* **Stated problem**:
Report every line in the data below that contains the word "mottled", keeping case as significant.

* **Dataset records**:
================================

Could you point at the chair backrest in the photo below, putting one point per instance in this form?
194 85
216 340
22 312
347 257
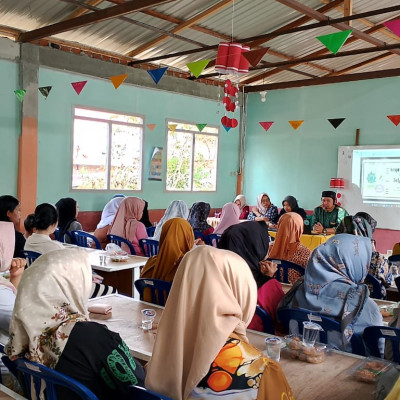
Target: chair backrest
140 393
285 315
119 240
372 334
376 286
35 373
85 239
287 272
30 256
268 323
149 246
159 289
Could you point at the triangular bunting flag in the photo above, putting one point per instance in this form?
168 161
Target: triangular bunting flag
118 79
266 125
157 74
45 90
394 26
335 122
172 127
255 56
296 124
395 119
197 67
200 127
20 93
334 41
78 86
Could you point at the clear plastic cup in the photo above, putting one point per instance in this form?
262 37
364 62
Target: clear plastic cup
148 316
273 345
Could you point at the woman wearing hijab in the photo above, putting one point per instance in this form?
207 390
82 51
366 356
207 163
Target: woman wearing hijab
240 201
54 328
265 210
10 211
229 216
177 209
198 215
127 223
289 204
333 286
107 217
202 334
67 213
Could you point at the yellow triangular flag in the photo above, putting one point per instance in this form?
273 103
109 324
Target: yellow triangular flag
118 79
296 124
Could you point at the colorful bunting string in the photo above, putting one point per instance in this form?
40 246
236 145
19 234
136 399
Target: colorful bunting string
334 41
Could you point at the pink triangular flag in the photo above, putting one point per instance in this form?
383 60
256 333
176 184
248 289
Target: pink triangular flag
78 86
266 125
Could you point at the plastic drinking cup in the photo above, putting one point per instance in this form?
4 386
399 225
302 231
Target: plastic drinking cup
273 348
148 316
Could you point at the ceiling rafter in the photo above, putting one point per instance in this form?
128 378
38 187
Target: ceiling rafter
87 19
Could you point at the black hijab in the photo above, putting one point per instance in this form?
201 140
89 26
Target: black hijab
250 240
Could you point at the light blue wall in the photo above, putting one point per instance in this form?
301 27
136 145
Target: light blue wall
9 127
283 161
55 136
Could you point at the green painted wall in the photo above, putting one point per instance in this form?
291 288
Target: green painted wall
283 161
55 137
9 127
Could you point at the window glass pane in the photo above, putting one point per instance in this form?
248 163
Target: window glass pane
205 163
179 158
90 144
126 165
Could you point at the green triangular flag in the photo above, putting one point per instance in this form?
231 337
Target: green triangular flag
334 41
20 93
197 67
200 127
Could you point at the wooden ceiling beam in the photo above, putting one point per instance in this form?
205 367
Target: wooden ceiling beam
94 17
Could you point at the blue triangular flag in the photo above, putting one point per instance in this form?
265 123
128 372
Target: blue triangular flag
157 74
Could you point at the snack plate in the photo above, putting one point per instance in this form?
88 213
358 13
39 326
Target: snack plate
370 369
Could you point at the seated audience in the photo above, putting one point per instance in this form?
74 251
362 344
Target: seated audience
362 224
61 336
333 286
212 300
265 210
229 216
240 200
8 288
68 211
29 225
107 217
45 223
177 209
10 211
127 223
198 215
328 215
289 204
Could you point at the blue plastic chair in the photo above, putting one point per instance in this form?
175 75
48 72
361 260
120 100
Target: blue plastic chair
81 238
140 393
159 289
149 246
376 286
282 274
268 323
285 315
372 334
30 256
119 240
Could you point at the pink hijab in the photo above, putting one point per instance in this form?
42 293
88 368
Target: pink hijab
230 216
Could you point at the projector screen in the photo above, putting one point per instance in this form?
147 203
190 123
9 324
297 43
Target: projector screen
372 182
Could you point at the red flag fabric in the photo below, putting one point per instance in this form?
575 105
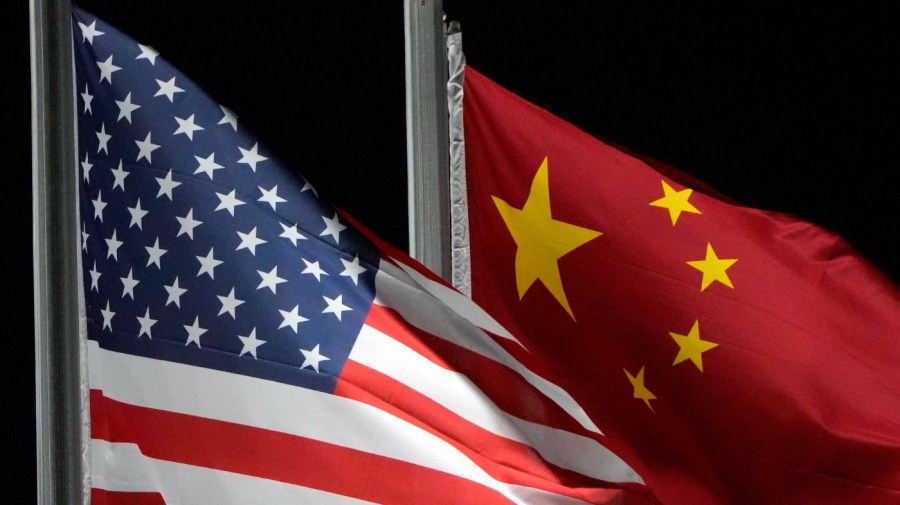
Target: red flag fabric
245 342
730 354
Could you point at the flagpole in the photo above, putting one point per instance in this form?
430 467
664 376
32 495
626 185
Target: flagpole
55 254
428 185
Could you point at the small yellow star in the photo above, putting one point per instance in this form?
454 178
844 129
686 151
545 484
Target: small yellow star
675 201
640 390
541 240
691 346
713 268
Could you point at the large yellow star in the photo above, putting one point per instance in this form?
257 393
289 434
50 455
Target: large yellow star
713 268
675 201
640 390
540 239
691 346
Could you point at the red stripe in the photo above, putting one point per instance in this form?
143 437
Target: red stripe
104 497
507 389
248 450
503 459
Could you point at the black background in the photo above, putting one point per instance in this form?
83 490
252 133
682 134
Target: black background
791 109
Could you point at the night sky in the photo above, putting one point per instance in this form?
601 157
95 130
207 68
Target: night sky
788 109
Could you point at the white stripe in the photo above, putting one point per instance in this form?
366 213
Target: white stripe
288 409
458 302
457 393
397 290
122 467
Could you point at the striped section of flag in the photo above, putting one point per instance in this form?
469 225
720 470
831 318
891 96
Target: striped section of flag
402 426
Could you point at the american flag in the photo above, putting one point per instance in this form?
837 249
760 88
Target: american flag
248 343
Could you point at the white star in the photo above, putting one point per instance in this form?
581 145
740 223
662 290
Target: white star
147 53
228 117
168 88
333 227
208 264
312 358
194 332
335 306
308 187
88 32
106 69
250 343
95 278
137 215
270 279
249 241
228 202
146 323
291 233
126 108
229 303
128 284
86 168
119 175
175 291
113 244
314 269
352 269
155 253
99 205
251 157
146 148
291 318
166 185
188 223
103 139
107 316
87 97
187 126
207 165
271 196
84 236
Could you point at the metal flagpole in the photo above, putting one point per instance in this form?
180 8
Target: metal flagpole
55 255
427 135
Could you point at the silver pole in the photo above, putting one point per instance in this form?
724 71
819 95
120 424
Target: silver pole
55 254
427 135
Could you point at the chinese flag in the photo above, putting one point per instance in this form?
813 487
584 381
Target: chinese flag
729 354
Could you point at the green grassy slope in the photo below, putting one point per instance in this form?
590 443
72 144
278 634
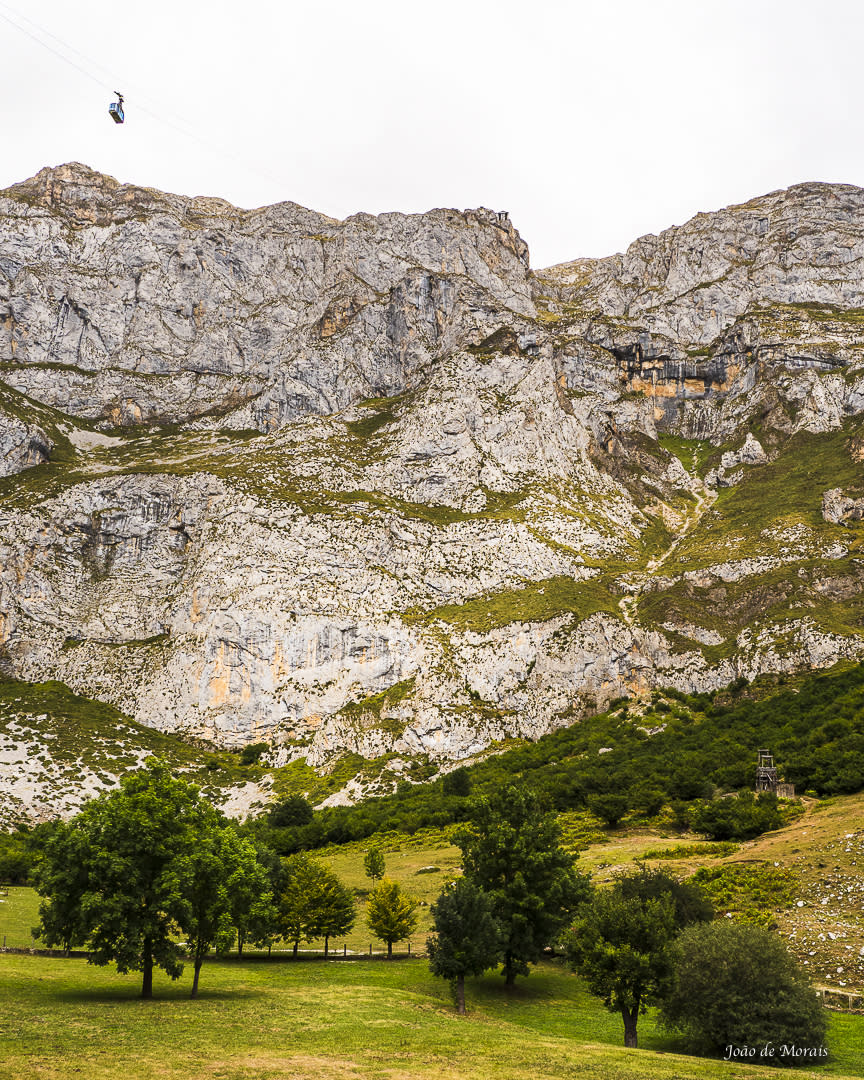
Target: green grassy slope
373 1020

================================

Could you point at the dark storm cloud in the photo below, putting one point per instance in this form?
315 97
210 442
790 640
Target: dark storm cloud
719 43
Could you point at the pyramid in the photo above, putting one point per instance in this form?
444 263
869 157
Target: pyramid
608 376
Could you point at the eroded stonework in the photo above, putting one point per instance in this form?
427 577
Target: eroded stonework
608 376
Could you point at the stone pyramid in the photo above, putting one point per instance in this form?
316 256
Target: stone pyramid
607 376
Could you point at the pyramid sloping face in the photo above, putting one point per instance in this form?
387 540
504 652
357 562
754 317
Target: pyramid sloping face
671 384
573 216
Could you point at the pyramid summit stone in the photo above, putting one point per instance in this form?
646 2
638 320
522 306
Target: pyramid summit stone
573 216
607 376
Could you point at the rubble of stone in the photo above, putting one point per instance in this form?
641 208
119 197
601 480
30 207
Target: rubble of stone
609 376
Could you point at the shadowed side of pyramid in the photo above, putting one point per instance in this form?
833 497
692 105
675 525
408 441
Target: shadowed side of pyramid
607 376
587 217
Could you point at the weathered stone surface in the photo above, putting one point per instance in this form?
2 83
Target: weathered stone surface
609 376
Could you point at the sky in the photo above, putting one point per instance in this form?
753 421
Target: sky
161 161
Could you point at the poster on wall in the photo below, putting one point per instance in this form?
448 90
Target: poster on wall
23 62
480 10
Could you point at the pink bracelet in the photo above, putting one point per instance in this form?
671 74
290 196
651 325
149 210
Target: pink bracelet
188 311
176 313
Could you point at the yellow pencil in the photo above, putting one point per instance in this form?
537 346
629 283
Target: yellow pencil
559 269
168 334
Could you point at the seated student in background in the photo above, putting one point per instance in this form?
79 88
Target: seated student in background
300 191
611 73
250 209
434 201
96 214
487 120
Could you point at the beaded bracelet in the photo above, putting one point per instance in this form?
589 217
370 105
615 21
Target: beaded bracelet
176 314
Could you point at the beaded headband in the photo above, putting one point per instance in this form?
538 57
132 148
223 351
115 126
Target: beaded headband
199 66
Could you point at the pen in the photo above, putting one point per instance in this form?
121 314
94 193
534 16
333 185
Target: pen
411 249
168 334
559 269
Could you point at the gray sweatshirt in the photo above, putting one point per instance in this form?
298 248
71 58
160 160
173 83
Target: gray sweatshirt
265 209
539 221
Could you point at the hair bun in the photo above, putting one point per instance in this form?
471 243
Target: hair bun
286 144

================================

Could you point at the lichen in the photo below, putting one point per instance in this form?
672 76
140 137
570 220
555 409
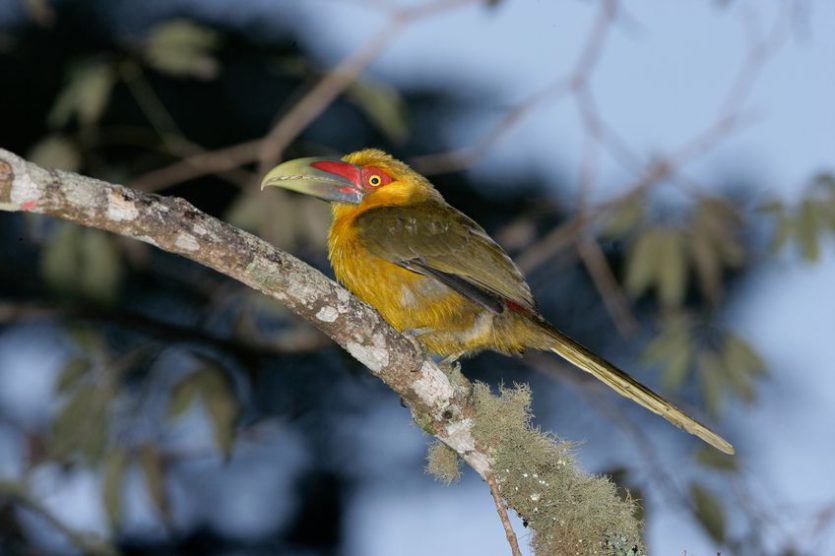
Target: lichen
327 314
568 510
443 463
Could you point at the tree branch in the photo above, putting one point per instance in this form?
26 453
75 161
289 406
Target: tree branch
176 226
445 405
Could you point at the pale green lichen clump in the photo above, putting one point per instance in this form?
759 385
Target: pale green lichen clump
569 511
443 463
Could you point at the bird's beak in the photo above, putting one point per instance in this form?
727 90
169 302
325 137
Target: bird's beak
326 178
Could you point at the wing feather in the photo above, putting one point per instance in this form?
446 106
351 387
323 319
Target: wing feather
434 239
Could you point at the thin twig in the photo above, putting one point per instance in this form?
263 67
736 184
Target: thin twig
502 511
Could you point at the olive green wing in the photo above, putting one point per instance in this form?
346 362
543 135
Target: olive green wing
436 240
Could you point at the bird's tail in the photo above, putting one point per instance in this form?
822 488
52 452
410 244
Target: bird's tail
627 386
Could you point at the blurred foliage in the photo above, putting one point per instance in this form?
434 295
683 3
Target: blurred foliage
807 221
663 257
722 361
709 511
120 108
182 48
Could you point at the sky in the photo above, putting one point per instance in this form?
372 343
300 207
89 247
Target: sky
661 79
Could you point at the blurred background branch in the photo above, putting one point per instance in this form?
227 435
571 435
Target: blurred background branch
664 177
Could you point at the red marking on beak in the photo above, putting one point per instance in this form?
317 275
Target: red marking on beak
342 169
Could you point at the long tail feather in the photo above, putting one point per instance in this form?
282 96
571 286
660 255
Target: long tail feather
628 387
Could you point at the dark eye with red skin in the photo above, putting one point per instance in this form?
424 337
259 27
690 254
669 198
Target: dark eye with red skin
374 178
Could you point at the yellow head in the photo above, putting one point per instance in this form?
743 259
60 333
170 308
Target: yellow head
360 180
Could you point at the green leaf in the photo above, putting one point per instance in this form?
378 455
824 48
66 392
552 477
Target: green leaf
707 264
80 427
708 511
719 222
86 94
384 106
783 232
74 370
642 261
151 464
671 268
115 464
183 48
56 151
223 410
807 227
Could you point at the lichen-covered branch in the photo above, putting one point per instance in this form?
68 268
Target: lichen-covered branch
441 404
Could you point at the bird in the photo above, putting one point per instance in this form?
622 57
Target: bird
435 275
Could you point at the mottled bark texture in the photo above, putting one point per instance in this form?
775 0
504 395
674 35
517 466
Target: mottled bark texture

================================

* **Result of this task**:
Could you point at the mottled bark texture in the photo above, putting one point per instance in this form?
Target: mottled bark texture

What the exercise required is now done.